§ Text shown:
JSIR: A High-Level IR for JavaScript

nnx 33 points 8 comments April 08, 2026
discourse.llvm.org · View on Hacker News

Discussion Highlights (6 comments)

sheepscreek

This is exciting stuff! My interpretation: If the JSIR project can successfully prove bi-directional source to MLIR transformation, it could lead to a new crop of source to source compilers across different languages (as long as they can be lowered to MLIR and back). Imagine transmorphing Rust to Swift and back. Of course you’d still need to implement or shim any libraries used in the source language. This might help a little bit with C++ to Rust conversions - as more optimizations and analysis would now be possible at the MLIR level. Though I won’t expect unsafe code to magically become safe without some manual intervention.

jcuenod

I came across this project in the last couple of days too. Being able to decompile from Hermes bytecode sounds awesome. Here's the repo: https://github.com/google/jsir (it seems not everything is public). Here's a presentation about it: https://www.youtube.com/watch?v=SY1ft5EXI3I (linked in from the repo)

hajile

I want them to finish the official TC39 binary AST proposal. Nearly twice as fast to parse and a bit smaller than minified code makes it a pretty much universally useful proposal. https://github.com/tc39/proposal-binary-ast

croes

IR = Intermediate Representation https://en.wikipedia.org/wiki/Intermediate_representation

pizlonator

> Industry trend of building high-level language-specific IRs "Trend"? This was always the best practice. It's not a "trend".

Region pointing data:

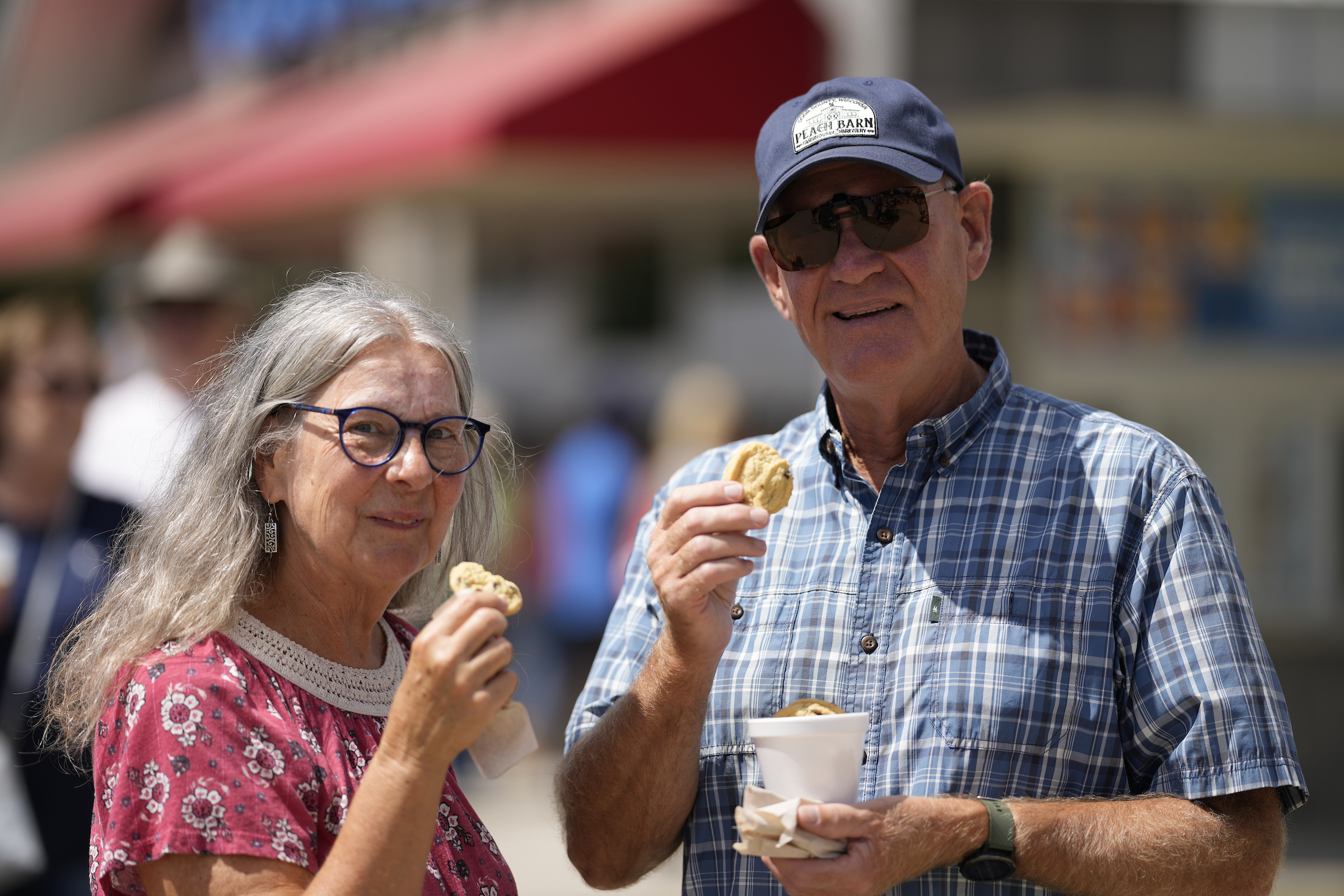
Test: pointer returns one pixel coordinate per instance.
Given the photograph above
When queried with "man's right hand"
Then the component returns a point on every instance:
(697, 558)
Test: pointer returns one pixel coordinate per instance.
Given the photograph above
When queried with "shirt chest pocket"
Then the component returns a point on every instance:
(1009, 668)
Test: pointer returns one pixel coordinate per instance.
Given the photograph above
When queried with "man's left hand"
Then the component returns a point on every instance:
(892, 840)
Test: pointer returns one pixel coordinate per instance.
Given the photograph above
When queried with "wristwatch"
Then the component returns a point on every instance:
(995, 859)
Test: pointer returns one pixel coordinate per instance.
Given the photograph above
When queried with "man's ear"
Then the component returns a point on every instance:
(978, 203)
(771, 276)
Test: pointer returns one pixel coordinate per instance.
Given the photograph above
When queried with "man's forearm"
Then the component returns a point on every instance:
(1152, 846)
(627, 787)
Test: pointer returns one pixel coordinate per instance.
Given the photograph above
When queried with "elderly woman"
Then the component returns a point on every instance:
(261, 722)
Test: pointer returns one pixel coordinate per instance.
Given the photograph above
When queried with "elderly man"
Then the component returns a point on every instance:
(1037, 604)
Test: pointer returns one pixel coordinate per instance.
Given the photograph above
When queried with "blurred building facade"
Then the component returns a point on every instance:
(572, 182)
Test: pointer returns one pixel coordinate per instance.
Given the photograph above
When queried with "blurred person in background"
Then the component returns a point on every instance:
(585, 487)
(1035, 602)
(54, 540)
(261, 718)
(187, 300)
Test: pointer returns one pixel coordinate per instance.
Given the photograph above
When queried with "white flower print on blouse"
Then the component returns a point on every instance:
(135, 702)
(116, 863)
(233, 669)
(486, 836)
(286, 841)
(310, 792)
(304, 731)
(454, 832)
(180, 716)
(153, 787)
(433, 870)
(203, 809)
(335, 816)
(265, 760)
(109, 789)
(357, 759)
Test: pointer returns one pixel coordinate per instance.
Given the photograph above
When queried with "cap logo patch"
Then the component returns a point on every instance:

§ Work order 1:
Translate this sentence from the JSIR discussion into Spanish: "Being able to decompile from Hermes bytecode sounds awesome."
§ Work order 2:
Name every commenter whose remark appears in the JSIR discussion.
§ Work order 3:
Pick up the JSIR discussion after its final comment and continue it.
The listing bears no relation to the text that precedes it.

§ Task response 1:
Poder descompilar a partir del bytecode de Hermes suena increíble.

§ Task response 2:
sheepscreek, jcuenod, hajile, croes, pizlonator

§ Task response 3:
jhavera

Interesting timing. We have been working on something that takes the opposite design philosophy. JSIR is designed for high-fidelity round-trips back to source, preserving all information a human author put in. That makes sense when the consumer is a human-facing tool like a deobfuscator or transpiler. We have been exploring what an IR looks like when the author is an AI and the consumer is a compiler, and no human needs to read the output at all. ARIA (aria-ir.org) goes the other direction from JSIR. No source round-trip, no ergonomic abstractions, but first-class intent annotations, declared effects verified at compile time, and compile-time memory safety. The use cases are orthogonal. JSIR is the right tool when you need to understand and transform code humans wrote. ARIA is the right tool when you want the AI to skip the human-readable layer entirely. The JSIR paper on combining Gemini and JSIR for deobfuscation is a good example of where the two worlds might intersect. Curious whether you have thought about what properties an IR should have to make that LLM reasoning more reliable.